**Exercise text**

There are many opportunities for nurses to improve the quality and consistency of care for patients requiring acute NIV. Physiological track-and-trigger systems provide a common language for the monitoring, review and escalation of patients who are at risk of deterioration. Patients requiring acute NIV are mostly older people, frail and vulnerable. They will require rapid assessment and frequent monitoring; vital signs should be recorded at least hourly until the respiratory acidosis has resolved.

Documentation of all changes to ventilator settings is essential and NCEPOD recommends the use of a standardised pro forma, an example of which is provided in the appendices of its report (NCEPOD, 2017). To provide patients with the close monitoring they require during the acute phase of NIV, NCEPOD also concurs with the BTS recommendations that a ratio of one nurse to two patients be required as a minimum. It is recognised that the length of time for which this should continue will be determined by each patient’s response to NIV; this does not necessarily mean the patient will require transfer to a level 2 area (high dependency unit) and will depend on how services are organised within individual hospitals.

Having the correct level of competency to care for patients requiring NIV is essential. NCEPOD recommends that all staff who prescribe, or make changes to, acute NIV treatment must have the required level of competency as stated in their hospital operational policy. A list of competent staff should be maintained. The operational policy should include:

  • Appropriate clinical areas in which acute NIV can be provided, along with the minimum safe level of staff competencies in those areas;
  • Staff-patient ratios for the care of patients requiring acute NIV;
  • Escalation of treatment and step-down care procedures;
  • Standardised documentation;
  • Minimum frequency of clinical review and seniority of the reviewing clinician. Compliance with this policy should be part of each hospital’s annual audit process.

NCEPOD’s findings show there is wide variation in both the organisation of services and the clinical care provided. Overall, the study found that the care of patients was rated less than good in 80% of the cases reviewed, with inadequate clinical care being identified in 34% of cases reviewed and a combination of clinical and organisational care in 27% of cases.

NCEPOD made a total of 21 key recommendations as a result of the study findings to improve the quality of care provided to patients receiving acute NIV, which are summarised in Box 2. Nurses are key to many of these, so the study has raised a number of implications specific to nursing practice:

  • Appropriate physiological monitoring of patients receiving acute NIV is crucial and the use of NEWS is recommended;
  • Ensuring that patients receiving acute NIV are cared for in clinical areas that are equipped to provide continuous oxygen therapy and electrocardiogram monitoring, and have rapid access to the results of blood-gas analysis is key;
  • Well-designed pro formas will greatly enhance the care of patients receiving acute NIV – the examples of a prescription chart and changes to NIV settings chart provided in the appendices of the report will improve the reliability of patient treatment and monitoring;
  • Nursing staff providing care for patients receiving acute NIV must be competent to do so regardless of patient location, in line with the Nursing and Midwifery Council’s (2015) guidance;
  • Minimum staffing levels will always be a challenge for nurses to adhere to in times of austerity but, as previously recommended by the BTS, a minimum staffing ratio of one nurse to two patients receiving acute NIV must be in place. As the data suggests, this is a particularly vulnerable group of patients who are acutely ill – older people and those who are frail.

Items from a data source:
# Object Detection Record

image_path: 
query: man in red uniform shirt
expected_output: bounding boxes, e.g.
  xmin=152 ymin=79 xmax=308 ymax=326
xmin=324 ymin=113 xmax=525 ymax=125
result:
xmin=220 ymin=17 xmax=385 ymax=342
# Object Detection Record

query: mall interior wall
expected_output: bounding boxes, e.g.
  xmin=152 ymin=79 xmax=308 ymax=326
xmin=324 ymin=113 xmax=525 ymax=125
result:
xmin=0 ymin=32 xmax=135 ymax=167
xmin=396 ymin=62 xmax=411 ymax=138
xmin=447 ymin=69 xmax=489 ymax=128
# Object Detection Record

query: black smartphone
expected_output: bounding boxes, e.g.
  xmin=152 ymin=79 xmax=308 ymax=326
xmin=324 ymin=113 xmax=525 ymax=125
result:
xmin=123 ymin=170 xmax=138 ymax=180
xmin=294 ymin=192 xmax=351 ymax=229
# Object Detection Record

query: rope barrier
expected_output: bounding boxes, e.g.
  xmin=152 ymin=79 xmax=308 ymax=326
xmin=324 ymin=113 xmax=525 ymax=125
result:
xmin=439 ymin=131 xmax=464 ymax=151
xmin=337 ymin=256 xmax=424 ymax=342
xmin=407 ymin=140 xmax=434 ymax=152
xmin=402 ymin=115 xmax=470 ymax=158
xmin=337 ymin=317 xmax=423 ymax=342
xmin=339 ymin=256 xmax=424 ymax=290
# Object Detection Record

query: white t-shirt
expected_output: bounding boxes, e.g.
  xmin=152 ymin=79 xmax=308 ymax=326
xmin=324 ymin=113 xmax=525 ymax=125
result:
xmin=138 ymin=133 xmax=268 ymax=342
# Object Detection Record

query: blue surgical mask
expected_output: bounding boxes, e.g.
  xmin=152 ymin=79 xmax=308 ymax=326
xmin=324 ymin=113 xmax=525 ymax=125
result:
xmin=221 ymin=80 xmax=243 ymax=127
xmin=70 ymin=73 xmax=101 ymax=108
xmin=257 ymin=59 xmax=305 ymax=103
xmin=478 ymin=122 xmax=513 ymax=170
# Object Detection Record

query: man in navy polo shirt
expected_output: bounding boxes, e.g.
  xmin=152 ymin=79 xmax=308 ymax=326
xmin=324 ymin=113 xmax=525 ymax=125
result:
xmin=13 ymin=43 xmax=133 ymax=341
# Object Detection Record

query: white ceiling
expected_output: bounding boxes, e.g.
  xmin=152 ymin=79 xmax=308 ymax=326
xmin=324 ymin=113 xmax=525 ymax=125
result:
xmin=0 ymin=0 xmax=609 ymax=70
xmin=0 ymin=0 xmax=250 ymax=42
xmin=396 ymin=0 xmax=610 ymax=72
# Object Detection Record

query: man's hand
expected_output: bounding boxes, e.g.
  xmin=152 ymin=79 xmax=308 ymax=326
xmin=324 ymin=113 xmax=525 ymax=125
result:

**Activity list**
1. In the passage on acute NIV care, reproduce word for word the part starting with "NCEPOD’s findings show" and going on through "27% of cases.".
2. According to the passage on acute NIV care, in what percentage of reviewed cases was inadequate clinical care identified?
3. Why does the passage on acute NIV care call for a minimum of one nurse to two patients?

**Answers by item**
1.
NCEPOD’s findings show there is wide variation in both the organisation of services and the clinical care provided. Overall, the study found that the care of patients was rated less than good in 80% of the cases reviewed, with inadequate clinical care being identified in 34% of cases reviewed and a combination of clinical and organisational care in 27% of cases.

2. 34% of cases reviewed.

3. The ratio gives patients the close monitoring they need during the acute phase of NIV. These patients are also a particularly vulnerable, acutely ill group, mostly older and frail people.